= Exercise passage =
++++++++++++++++++++
Let Ugandans secure their future

Emilly Comfort Maractho

What you need to know:

  • Perhaps it is time to privatise NSSF, and allow a committee chosen by savers to be in-charge of recruiting its CEO rather than a minister appointing one, recommended by the Board. And that the Board would be selected through a process that savers are comfortable with, free of government influence. 

The early 1990s came with incredible promises. After years of chaos and decay in the 1970s and early 1980s, the capture of power by the National Resistance Army in 1986, celebrating its entry this week, was seen by many as the saving grace for Uganda. It was supported with hopes running high, and the promise for a fundamental change.

But the main change would come in the 1990s. Liberalisation was a game changer in Uganda’s recovery.  The neo-liberal reforms that government introduced, supported by the World Bank and International Monetary Fund, among others, were somewhat transformative. The big issue was that government was a bad business ‘man’. It succeeded at nothing. Thus, the private sector held the key to economic miracles we were badly in need of.
++++++++++++++++++++
= Entries supplied =
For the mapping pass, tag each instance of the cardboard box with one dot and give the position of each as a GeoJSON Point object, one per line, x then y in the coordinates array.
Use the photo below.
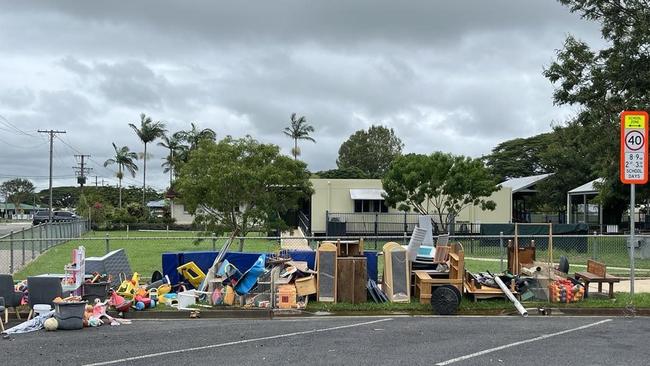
{"type": "Point", "coordinates": [306, 285]}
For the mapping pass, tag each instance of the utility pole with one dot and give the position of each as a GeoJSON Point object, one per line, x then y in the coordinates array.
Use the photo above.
{"type": "Point", "coordinates": [51, 133]}
{"type": "Point", "coordinates": [82, 170]}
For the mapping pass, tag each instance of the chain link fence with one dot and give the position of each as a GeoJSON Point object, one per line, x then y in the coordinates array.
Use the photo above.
{"type": "Point", "coordinates": [19, 248]}
{"type": "Point", "coordinates": [144, 248]}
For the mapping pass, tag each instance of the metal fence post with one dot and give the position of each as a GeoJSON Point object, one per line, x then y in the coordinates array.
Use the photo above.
{"type": "Point", "coordinates": [376, 228]}
{"type": "Point", "coordinates": [501, 251]}
{"type": "Point", "coordinates": [22, 236]}
{"type": "Point", "coordinates": [31, 241]}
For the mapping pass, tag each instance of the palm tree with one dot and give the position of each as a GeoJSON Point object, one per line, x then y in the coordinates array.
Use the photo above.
{"type": "Point", "coordinates": [148, 132]}
{"type": "Point", "coordinates": [176, 151]}
{"type": "Point", "coordinates": [298, 130]}
{"type": "Point", "coordinates": [193, 136]}
{"type": "Point", "coordinates": [124, 158]}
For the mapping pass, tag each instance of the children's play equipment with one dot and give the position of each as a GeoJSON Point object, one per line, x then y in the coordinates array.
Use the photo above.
{"type": "Point", "coordinates": [74, 272]}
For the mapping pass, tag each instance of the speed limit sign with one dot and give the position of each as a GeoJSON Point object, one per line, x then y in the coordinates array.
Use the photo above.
{"type": "Point", "coordinates": [634, 147]}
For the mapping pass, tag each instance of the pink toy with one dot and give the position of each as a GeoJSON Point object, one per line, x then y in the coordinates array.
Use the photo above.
{"type": "Point", "coordinates": [99, 311]}
{"type": "Point", "coordinates": [119, 303]}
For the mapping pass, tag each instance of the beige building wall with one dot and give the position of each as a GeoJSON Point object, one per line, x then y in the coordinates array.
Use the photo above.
{"type": "Point", "coordinates": [501, 215]}
{"type": "Point", "coordinates": [333, 195]}
{"type": "Point", "coordinates": [181, 216]}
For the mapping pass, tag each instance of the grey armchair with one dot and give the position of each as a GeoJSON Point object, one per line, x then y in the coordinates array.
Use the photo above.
{"type": "Point", "coordinates": [43, 290]}
{"type": "Point", "coordinates": [11, 297]}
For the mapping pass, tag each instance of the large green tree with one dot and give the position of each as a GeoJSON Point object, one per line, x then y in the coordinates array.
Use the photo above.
{"type": "Point", "coordinates": [372, 151]}
{"type": "Point", "coordinates": [17, 191]}
{"type": "Point", "coordinates": [125, 161]}
{"type": "Point", "coordinates": [519, 157]}
{"type": "Point", "coordinates": [439, 184]}
{"type": "Point", "coordinates": [605, 81]}
{"type": "Point", "coordinates": [241, 184]}
{"type": "Point", "coordinates": [195, 135]}
{"type": "Point", "coordinates": [147, 132]}
{"type": "Point", "coordinates": [177, 150]}
{"type": "Point", "coordinates": [298, 129]}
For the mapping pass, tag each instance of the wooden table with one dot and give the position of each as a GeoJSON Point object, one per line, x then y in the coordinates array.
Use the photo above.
{"type": "Point", "coordinates": [597, 272]}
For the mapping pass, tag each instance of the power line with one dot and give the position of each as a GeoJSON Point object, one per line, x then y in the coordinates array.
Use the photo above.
{"type": "Point", "coordinates": [51, 133]}
{"type": "Point", "coordinates": [81, 170]}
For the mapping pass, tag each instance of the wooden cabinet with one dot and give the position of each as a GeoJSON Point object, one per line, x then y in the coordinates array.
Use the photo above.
{"type": "Point", "coordinates": [352, 276]}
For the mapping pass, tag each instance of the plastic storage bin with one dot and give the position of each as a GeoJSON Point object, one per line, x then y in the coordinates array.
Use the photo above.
{"type": "Point", "coordinates": [70, 315]}
{"type": "Point", "coordinates": [92, 291]}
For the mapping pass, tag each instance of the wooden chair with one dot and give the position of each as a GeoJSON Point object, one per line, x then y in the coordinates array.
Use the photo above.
{"type": "Point", "coordinates": [597, 272]}
{"type": "Point", "coordinates": [11, 298]}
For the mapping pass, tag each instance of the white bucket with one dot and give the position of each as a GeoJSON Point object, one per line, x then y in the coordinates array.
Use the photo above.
{"type": "Point", "coordinates": [186, 299]}
{"type": "Point", "coordinates": [40, 309]}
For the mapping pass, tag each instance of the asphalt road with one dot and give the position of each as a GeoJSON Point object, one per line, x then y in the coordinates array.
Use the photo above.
{"type": "Point", "coordinates": [7, 227]}
{"type": "Point", "coordinates": [343, 340]}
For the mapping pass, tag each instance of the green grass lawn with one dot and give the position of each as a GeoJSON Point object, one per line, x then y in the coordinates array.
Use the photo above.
{"type": "Point", "coordinates": [621, 301]}
{"type": "Point", "coordinates": [144, 249]}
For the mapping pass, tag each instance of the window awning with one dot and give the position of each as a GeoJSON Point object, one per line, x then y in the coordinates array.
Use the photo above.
{"type": "Point", "coordinates": [367, 194]}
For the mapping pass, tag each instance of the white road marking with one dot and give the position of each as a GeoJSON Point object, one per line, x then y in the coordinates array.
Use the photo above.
{"type": "Point", "coordinates": [165, 353]}
{"type": "Point", "coordinates": [545, 336]}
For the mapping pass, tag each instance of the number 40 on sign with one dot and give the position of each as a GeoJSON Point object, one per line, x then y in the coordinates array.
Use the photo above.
{"type": "Point", "coordinates": [634, 147]}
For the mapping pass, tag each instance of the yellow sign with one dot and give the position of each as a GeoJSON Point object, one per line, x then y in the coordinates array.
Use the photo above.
{"type": "Point", "coordinates": [635, 121]}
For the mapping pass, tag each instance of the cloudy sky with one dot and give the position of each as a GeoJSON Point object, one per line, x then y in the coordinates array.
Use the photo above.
{"type": "Point", "coordinates": [456, 76]}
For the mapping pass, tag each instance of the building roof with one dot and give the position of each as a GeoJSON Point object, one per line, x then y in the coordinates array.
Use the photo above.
{"type": "Point", "coordinates": [523, 184]}
{"type": "Point", "coordinates": [10, 206]}
{"type": "Point", "coordinates": [587, 188]}
{"type": "Point", "coordinates": [367, 194]}
{"type": "Point", "coordinates": [156, 204]}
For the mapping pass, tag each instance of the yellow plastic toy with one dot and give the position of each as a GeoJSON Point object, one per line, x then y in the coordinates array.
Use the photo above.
{"type": "Point", "coordinates": [192, 273]}
{"type": "Point", "coordinates": [129, 288]}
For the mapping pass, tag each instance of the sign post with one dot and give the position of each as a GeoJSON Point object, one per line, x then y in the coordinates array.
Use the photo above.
{"type": "Point", "coordinates": [633, 166]}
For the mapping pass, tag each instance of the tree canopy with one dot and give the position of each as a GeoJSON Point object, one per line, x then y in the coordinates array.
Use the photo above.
{"type": "Point", "coordinates": [17, 191]}
{"type": "Point", "coordinates": [605, 81]}
{"type": "Point", "coordinates": [298, 129]}
{"type": "Point", "coordinates": [345, 173]}
{"type": "Point", "coordinates": [519, 157]}
{"type": "Point", "coordinates": [147, 132]}
{"type": "Point", "coordinates": [439, 184]}
{"type": "Point", "coordinates": [371, 151]}
{"type": "Point", "coordinates": [241, 184]}
{"type": "Point", "coordinates": [125, 161]}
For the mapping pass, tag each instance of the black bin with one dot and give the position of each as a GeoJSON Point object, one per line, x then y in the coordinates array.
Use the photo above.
{"type": "Point", "coordinates": [70, 315]}
{"type": "Point", "coordinates": [92, 291]}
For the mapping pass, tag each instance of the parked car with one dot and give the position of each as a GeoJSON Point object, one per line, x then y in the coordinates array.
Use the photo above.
{"type": "Point", "coordinates": [57, 216]}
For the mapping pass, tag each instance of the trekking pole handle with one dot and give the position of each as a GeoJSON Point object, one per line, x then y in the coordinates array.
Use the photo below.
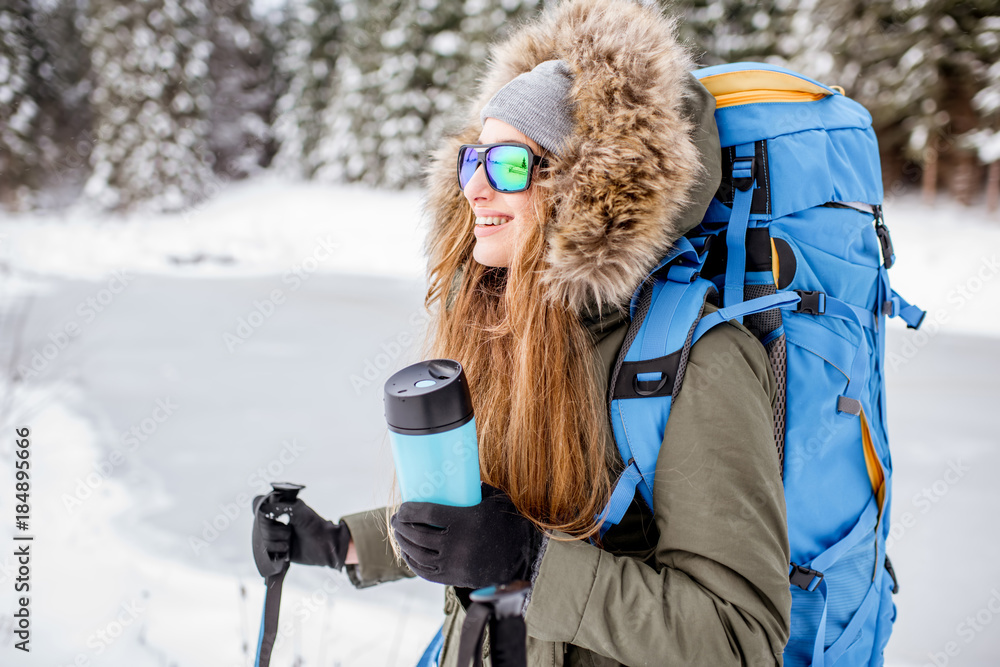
{"type": "Point", "coordinates": [285, 492]}
{"type": "Point", "coordinates": [506, 599]}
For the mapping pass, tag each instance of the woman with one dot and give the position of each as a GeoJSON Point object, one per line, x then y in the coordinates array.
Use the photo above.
{"type": "Point", "coordinates": [529, 289]}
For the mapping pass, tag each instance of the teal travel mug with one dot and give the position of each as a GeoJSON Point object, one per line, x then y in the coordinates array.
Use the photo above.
{"type": "Point", "coordinates": [428, 408]}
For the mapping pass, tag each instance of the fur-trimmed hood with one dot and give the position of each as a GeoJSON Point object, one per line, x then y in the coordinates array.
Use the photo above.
{"type": "Point", "coordinates": [639, 169]}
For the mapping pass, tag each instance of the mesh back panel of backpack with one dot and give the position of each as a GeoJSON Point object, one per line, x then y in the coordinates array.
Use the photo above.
{"type": "Point", "coordinates": [760, 325]}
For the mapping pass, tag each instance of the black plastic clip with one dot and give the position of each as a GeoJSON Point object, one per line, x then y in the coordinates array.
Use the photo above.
{"type": "Point", "coordinates": [811, 303]}
{"type": "Point", "coordinates": [803, 577]}
{"type": "Point", "coordinates": [743, 165]}
{"type": "Point", "coordinates": [884, 238]}
{"type": "Point", "coordinates": [892, 573]}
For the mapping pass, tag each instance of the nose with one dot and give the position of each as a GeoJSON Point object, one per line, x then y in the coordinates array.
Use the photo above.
{"type": "Point", "coordinates": [478, 188]}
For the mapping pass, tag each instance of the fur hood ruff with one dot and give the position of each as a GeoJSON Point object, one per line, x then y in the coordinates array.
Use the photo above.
{"type": "Point", "coordinates": [631, 169]}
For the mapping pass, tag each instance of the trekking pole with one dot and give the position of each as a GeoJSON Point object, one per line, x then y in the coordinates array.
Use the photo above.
{"type": "Point", "coordinates": [500, 607]}
{"type": "Point", "coordinates": [283, 493]}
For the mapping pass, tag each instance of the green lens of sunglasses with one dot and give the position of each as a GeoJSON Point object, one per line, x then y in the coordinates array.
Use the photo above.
{"type": "Point", "coordinates": [508, 167]}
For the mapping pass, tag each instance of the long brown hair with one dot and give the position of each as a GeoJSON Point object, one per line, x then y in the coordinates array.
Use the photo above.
{"type": "Point", "coordinates": [530, 361]}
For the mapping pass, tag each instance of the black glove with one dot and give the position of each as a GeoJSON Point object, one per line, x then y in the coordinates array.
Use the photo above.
{"type": "Point", "coordinates": [470, 547]}
{"type": "Point", "coordinates": [308, 538]}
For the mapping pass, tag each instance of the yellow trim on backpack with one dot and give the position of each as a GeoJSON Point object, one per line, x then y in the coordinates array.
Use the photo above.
{"type": "Point", "coordinates": [775, 264]}
{"type": "Point", "coordinates": [875, 473]}
{"type": "Point", "coordinates": [750, 86]}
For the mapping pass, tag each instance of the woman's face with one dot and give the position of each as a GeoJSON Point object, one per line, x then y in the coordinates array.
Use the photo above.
{"type": "Point", "coordinates": [495, 244]}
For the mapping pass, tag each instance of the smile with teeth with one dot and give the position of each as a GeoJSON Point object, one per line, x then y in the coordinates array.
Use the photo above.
{"type": "Point", "coordinates": [492, 221]}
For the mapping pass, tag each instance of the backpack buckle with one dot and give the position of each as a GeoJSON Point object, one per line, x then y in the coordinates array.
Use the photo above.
{"type": "Point", "coordinates": [803, 577]}
{"type": "Point", "coordinates": [811, 303]}
{"type": "Point", "coordinates": [884, 239]}
{"type": "Point", "coordinates": [744, 169]}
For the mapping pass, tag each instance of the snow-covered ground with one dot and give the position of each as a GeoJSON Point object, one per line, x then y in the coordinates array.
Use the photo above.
{"type": "Point", "coordinates": [174, 364]}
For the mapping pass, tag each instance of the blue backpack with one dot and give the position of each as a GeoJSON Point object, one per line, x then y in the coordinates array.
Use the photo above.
{"type": "Point", "coordinates": [795, 245]}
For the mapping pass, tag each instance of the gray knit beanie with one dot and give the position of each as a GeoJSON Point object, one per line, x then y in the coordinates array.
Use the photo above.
{"type": "Point", "coordinates": [538, 104]}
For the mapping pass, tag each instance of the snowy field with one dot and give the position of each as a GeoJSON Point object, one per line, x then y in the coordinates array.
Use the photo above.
{"type": "Point", "coordinates": [175, 364]}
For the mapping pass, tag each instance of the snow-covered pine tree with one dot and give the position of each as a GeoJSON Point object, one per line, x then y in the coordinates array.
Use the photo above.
{"type": "Point", "coordinates": [311, 43]}
{"type": "Point", "coordinates": [150, 103]}
{"type": "Point", "coordinates": [241, 70]}
{"type": "Point", "coordinates": [24, 69]}
{"type": "Point", "coordinates": [405, 66]}
{"type": "Point", "coordinates": [724, 31]}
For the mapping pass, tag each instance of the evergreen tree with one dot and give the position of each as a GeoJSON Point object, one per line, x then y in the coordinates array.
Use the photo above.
{"type": "Point", "coordinates": [311, 36]}
{"type": "Point", "coordinates": [406, 64]}
{"type": "Point", "coordinates": [243, 90]}
{"type": "Point", "coordinates": [723, 31]}
{"type": "Point", "coordinates": [151, 104]}
{"type": "Point", "coordinates": [24, 72]}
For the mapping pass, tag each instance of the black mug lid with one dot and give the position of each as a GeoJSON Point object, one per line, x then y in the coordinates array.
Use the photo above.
{"type": "Point", "coordinates": [428, 396]}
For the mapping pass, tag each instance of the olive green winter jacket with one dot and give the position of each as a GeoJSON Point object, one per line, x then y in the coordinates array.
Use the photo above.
{"type": "Point", "coordinates": [703, 579]}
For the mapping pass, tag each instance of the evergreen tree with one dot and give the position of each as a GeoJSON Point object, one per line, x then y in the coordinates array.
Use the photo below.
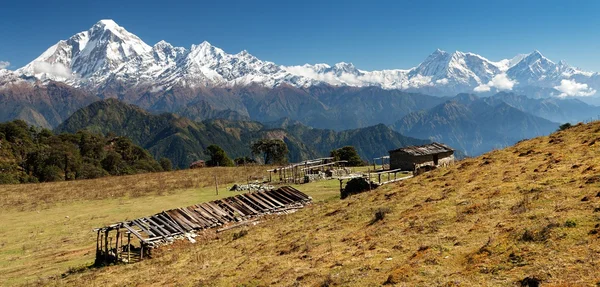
{"type": "Point", "coordinates": [274, 151]}
{"type": "Point", "coordinates": [349, 154]}
{"type": "Point", "coordinates": [218, 157]}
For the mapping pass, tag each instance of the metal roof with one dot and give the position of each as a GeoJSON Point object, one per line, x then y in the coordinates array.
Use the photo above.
{"type": "Point", "coordinates": [432, 148]}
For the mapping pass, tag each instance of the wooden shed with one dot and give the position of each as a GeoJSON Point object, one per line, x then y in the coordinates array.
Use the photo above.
{"type": "Point", "coordinates": [414, 157]}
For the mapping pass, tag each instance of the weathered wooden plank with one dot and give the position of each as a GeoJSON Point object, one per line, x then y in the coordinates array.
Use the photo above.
{"type": "Point", "coordinates": [140, 225]}
{"type": "Point", "coordinates": [132, 231]}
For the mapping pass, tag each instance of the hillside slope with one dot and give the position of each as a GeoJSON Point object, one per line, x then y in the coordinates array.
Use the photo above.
{"type": "Point", "coordinates": [474, 125]}
{"type": "Point", "coordinates": [530, 210]}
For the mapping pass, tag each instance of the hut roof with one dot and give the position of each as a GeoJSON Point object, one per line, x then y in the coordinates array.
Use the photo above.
{"type": "Point", "coordinates": [432, 148]}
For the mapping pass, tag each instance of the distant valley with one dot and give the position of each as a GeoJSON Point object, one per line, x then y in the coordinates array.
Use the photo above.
{"type": "Point", "coordinates": [188, 98]}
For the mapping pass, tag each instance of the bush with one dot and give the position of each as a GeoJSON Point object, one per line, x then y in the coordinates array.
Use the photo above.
{"type": "Point", "coordinates": [355, 186]}
{"type": "Point", "coordinates": [88, 171]}
{"type": "Point", "coordinates": [52, 173]}
{"type": "Point", "coordinates": [7, 178]}
{"type": "Point", "coordinates": [166, 164]}
{"type": "Point", "coordinates": [565, 126]}
{"type": "Point", "coordinates": [240, 234]}
{"type": "Point", "coordinates": [349, 154]}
++++++++++++++++++++
= To do =
Copy out everything in the column on Uganda's future above, from "Emilly Comfort Maractho" down to "a fundamental change.".

= Answer space =
Emilly Comfort Maractho

What you need to know:

  • Perhaps it is time to privatise NSSF, and allow a committee chosen by savers to be in-charge of recruiting its CEO rather than a minister appointing one, recommended by the Board. And that the Board would be selected through a process that savers are comfortable with, free of government influence. 

The early 1990s came with incredible promises. After years of chaos and decay in the 1970s and early 1980s, the capture of power by the National Resistance Army in 1986, celebrating its entry this week, was seen by many as the saving grace for Uganda. It was supported with hopes running high, and the promise for a fundamental change.